Rewrite all the items below, changing "component" to "module" and leaving every other word as it is.

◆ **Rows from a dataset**
= = = = =

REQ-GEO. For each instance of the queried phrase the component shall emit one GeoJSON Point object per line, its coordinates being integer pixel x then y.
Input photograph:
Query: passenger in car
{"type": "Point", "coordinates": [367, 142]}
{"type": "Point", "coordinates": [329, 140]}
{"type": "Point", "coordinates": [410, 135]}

= = = = =

◆ **Problem solution**
REQ-GEO. For each instance of the queried phrase the module shall emit one GeoJSON Point object per line, its coordinates being integer pixel x then y.
Input photograph:
Query: passenger in car
{"type": "Point", "coordinates": [367, 142]}
{"type": "Point", "coordinates": [329, 140]}
{"type": "Point", "coordinates": [410, 135]}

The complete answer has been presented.